**DIRECTIONS FOR THIS TASK:** Rewrite the entries from the line containing "Look at the photo above. For each instance of the mathematical" through the line containing "pixel 300 300", putting "blackboard" in place of "chalkboard" and leaving everything else unchanged.

(Pointing dataset excerpts)
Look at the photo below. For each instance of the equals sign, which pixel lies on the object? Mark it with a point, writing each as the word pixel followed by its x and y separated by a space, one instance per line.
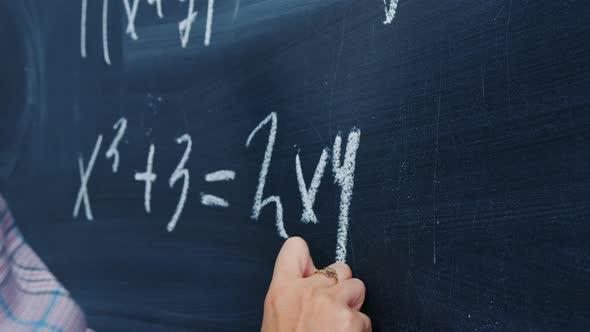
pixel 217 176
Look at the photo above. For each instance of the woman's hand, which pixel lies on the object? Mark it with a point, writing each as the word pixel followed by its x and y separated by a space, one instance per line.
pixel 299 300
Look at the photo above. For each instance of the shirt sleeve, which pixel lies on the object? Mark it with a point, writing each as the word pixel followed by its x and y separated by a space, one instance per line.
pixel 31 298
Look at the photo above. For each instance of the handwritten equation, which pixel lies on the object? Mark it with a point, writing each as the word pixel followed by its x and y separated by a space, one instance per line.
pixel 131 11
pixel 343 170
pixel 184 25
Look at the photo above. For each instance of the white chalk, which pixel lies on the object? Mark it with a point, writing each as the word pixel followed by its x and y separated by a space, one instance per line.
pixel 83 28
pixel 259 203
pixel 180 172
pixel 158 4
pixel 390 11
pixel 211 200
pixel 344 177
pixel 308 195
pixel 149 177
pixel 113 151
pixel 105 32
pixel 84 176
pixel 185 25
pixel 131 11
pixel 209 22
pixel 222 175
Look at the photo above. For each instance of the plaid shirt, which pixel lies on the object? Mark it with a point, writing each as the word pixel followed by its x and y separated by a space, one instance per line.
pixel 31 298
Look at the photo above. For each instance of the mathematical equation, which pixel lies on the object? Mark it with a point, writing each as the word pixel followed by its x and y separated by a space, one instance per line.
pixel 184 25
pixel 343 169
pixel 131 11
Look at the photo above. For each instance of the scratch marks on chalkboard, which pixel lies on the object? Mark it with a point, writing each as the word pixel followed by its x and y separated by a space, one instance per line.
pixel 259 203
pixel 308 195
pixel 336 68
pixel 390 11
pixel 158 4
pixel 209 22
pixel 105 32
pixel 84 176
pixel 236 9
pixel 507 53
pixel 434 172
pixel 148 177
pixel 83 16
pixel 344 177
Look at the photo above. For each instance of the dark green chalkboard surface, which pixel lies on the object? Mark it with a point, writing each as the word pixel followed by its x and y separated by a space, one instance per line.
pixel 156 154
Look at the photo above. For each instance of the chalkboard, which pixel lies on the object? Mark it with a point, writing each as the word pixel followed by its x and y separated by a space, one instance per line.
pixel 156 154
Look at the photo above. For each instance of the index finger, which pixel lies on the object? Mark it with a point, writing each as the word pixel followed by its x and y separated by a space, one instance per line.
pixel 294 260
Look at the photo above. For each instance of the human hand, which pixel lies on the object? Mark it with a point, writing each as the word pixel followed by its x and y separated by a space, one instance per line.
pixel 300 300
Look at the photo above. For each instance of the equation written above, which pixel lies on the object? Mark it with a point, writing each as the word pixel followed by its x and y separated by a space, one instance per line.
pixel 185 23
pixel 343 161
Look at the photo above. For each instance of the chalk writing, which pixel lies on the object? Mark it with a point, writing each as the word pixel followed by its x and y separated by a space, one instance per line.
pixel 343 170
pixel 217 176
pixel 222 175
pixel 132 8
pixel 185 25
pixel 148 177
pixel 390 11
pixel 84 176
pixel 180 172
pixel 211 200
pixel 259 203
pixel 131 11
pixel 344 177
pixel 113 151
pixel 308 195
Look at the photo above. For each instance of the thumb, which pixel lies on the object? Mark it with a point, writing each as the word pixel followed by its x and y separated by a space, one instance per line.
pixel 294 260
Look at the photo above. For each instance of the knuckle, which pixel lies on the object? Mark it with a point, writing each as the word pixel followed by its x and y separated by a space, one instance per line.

**PROBLEM SOLUTION:**
Look at the photo above. For each instance of the mathematical equation, which pixel lies on the object? Mark it with a point, writing each as the word pixel followed by its x and y separated by a space, one instance per line.
pixel 184 25
pixel 343 169
pixel 131 11
Look at the photo above. For each instance of the scratch marks on blackboard, which pixel lies on the object? Mark it with a point, writing each as the word pixel followed by its x and y separated by a space, one instance per line.
pixel 259 203
pixel 308 195
pixel 336 68
pixel 390 11
pixel 158 4
pixel 209 22
pixel 105 32
pixel 84 176
pixel 236 9
pixel 507 53
pixel 434 172
pixel 148 177
pixel 83 16
pixel 344 177
Look at the photo above. For each instance of the dark green blackboard surface, which pixel lies on the object? Mark it with a point, writing each as the word pixel followed by its x and y separated by a space, one instance per line.
pixel 156 154
Look at the photo above. For each instance of the blackboard, which pixel lies on the object? Mark it with a point, writing each as the word pixel followed by its x and y separated by a space, one instance per line.
pixel 156 154
Look at the photo above. For each instance of the index finger, which pixel lies on the object? Mark it with a point, writing each as the word pixel followed by its x and y separated by a space, one instance per line.
pixel 294 260
Look at the photo above. For each instance of the human hand, which pixel lies on the object? Mark it with a point, writing each as the word pixel followed by its x and y separated by a space, one instance per line.
pixel 300 300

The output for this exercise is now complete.